What the task requires => Rewrite the lines of the data from its start through the line containing "point(299, 232)", both included, as a numbered list, omitting any blank lines.

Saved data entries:
## start

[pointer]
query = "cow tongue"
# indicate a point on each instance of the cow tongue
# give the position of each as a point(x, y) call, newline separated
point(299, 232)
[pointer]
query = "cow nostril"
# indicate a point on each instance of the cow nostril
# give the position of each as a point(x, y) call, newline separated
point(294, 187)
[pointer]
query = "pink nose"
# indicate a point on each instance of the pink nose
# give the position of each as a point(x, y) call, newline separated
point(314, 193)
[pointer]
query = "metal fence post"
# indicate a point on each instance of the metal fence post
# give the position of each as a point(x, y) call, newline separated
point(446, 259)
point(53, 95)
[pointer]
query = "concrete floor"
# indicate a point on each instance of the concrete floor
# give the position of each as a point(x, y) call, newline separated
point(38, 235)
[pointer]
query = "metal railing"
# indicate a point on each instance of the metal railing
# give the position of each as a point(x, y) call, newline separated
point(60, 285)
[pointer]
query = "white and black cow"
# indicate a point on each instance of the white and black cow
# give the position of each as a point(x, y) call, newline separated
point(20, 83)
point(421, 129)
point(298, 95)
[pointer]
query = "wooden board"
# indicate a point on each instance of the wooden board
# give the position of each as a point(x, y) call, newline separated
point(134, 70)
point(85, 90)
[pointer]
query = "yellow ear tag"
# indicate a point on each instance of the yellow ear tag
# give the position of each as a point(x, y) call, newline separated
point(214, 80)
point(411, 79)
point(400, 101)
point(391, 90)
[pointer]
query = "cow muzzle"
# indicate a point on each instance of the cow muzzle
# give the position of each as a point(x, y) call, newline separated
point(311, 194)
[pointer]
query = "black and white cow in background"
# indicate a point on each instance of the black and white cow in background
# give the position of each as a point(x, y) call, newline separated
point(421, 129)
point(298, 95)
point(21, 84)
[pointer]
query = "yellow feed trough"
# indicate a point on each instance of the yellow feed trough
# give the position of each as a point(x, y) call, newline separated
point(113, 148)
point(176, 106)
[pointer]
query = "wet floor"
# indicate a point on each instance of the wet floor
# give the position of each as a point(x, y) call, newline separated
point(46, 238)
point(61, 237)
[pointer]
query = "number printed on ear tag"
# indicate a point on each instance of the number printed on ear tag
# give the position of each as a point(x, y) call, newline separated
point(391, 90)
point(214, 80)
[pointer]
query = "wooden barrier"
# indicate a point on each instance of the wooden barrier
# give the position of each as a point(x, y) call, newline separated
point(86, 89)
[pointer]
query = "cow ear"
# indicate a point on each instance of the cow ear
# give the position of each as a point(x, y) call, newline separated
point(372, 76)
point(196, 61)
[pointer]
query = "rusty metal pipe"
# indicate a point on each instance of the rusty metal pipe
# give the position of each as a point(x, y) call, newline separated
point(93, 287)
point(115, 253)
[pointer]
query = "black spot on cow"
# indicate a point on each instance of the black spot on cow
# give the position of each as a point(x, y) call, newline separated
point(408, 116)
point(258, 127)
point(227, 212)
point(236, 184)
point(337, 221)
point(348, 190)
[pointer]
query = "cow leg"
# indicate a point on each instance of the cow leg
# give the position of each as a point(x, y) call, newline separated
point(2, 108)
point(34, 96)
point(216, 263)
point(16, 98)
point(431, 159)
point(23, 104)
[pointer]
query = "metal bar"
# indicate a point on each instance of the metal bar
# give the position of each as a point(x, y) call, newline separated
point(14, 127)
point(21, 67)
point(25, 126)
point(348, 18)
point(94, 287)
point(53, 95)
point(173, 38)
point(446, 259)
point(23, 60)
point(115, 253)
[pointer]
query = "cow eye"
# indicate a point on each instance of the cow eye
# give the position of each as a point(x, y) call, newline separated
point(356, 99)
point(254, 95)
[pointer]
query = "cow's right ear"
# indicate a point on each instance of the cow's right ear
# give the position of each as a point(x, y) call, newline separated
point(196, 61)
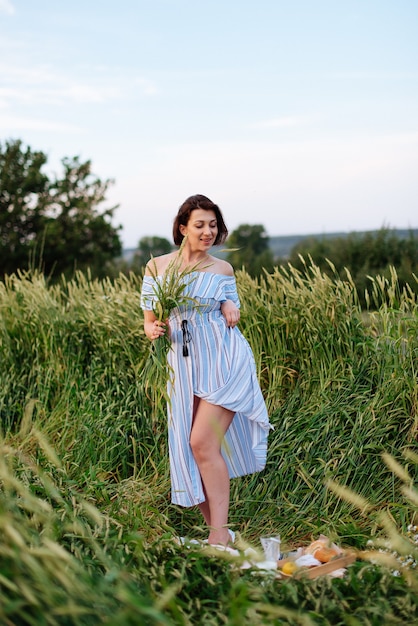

## end

The answer =>
1. [pointer]
2. query = "cow tongue"
3. # indicate a point on each instance of the cow tongue
4. # give the position of each as a point(x, y) call, newline separated
5. point(299, 232)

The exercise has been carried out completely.